### TRY IT
Every line below that has the string "reflection" adds one to the count. Give that count by itself.

### Stored entries
* * * * *
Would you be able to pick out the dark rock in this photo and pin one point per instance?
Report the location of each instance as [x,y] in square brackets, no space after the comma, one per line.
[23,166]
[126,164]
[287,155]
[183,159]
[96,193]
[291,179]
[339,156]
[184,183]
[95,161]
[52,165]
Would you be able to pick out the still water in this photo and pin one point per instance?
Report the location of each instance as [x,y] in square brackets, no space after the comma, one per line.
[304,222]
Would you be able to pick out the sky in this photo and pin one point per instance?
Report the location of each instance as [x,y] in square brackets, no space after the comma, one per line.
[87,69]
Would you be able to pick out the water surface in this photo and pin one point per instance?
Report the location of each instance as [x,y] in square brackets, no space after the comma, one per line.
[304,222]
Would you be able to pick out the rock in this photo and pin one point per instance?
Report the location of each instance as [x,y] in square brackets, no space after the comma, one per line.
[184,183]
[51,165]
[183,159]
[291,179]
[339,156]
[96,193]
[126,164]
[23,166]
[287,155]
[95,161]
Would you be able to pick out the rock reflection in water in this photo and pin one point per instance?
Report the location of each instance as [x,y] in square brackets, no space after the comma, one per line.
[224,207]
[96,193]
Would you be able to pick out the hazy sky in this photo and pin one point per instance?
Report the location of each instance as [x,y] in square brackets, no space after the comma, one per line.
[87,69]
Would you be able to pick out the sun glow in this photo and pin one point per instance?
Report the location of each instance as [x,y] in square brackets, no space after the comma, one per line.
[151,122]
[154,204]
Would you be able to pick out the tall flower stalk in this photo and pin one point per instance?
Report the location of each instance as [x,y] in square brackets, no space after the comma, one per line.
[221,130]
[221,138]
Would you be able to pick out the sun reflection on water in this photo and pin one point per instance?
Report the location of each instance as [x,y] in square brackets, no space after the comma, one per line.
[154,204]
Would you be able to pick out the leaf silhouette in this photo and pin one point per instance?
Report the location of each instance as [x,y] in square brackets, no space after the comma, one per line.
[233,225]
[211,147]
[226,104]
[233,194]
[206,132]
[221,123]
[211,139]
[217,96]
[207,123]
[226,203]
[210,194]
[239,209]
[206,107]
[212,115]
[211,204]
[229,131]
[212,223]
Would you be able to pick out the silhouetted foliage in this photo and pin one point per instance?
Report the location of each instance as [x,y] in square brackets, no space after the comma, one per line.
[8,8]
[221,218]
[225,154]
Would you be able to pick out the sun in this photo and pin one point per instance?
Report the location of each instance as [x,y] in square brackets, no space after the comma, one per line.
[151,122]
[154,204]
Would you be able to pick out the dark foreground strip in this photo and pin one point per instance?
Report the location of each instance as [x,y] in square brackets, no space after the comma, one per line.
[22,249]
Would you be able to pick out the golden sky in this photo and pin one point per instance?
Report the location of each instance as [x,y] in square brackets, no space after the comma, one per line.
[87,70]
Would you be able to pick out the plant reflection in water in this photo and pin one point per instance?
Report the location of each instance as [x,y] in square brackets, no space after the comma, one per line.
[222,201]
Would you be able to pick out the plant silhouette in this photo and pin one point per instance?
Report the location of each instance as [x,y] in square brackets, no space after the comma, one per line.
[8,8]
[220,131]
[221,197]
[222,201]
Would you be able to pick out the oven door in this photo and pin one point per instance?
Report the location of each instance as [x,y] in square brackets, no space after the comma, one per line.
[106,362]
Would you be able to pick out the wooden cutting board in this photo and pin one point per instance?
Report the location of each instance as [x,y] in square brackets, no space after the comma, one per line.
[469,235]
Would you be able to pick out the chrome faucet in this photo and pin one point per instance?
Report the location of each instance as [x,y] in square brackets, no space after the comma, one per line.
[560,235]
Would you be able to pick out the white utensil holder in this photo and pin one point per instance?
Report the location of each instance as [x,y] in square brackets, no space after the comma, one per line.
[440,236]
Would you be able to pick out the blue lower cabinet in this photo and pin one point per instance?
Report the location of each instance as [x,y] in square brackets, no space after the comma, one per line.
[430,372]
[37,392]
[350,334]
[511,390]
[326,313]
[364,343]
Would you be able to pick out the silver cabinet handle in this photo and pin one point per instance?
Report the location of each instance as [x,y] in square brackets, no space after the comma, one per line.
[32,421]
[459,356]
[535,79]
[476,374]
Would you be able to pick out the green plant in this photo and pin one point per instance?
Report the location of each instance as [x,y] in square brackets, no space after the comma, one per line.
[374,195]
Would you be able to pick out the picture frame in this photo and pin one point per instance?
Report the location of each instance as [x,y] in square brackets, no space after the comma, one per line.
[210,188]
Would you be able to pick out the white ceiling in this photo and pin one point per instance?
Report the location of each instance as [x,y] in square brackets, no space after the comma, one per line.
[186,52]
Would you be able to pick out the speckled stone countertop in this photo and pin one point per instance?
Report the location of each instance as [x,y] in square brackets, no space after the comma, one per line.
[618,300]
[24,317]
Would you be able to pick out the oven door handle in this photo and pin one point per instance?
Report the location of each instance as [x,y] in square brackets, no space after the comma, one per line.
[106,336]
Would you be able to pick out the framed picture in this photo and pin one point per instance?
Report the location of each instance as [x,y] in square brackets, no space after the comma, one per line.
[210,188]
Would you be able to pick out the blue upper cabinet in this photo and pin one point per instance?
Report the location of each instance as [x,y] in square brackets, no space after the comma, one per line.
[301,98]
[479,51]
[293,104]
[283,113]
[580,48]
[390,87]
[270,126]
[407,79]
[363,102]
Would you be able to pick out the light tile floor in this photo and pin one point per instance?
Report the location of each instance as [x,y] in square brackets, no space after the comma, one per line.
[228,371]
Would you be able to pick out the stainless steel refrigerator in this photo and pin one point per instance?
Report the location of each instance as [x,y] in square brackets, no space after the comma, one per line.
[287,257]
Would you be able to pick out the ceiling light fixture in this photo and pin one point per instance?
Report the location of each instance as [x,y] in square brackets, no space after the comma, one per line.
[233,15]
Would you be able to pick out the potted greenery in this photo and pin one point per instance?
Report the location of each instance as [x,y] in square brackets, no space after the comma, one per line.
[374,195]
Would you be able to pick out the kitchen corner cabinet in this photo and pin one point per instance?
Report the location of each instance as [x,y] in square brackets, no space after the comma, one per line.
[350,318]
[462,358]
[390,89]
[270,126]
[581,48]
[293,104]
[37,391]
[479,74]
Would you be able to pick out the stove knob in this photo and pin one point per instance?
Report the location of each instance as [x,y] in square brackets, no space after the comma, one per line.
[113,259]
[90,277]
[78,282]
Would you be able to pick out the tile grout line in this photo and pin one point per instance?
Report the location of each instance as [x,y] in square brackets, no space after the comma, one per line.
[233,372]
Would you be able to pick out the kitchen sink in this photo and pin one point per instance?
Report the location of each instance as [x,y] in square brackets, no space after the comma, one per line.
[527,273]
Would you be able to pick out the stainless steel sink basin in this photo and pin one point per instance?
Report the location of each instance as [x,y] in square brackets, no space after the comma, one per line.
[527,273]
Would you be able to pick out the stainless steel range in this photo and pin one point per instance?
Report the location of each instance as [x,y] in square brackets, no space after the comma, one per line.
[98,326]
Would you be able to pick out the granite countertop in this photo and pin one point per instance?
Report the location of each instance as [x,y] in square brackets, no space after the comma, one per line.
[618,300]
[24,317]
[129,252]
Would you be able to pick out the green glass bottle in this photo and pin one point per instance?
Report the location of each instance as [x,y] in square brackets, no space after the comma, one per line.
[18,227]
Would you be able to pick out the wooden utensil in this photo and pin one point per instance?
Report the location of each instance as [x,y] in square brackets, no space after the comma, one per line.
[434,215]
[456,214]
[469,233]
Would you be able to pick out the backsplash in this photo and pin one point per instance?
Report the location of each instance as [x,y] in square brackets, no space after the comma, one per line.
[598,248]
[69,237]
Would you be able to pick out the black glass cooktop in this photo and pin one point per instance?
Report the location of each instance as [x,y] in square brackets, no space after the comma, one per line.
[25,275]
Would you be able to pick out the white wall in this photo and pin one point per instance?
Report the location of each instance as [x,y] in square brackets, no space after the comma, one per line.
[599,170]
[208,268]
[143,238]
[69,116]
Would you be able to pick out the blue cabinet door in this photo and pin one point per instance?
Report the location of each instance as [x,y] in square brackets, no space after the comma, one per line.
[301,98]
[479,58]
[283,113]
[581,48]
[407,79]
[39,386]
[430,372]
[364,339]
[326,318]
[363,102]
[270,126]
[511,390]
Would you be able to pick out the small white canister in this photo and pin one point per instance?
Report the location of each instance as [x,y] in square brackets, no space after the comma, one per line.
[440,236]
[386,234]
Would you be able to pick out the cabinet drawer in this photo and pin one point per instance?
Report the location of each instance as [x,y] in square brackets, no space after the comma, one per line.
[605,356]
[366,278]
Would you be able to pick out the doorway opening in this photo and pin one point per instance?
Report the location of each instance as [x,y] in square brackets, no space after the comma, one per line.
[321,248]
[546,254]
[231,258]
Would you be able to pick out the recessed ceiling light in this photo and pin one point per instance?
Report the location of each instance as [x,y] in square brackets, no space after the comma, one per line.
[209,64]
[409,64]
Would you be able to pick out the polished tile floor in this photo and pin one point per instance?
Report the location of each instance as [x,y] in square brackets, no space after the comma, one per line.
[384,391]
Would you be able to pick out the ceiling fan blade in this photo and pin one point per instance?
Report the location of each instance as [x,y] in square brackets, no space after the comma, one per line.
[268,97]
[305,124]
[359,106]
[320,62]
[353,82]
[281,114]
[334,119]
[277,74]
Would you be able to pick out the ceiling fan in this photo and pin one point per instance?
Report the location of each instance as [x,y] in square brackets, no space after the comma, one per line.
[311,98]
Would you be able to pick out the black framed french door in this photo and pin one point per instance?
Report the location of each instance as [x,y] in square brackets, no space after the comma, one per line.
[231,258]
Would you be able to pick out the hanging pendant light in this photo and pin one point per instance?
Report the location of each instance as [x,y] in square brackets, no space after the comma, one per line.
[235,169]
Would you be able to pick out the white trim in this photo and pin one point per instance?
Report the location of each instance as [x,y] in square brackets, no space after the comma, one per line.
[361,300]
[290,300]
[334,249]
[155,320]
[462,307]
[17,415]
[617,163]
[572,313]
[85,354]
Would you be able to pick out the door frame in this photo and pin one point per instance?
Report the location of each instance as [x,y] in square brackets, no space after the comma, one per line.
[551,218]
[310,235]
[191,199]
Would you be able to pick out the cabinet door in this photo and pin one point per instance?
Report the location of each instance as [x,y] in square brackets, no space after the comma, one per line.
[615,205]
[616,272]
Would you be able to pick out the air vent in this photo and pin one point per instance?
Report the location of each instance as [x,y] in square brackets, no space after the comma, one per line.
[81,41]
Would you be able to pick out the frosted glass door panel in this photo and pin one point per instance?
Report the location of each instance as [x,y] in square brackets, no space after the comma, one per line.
* * * * *
### SOLVED PROBLEM
3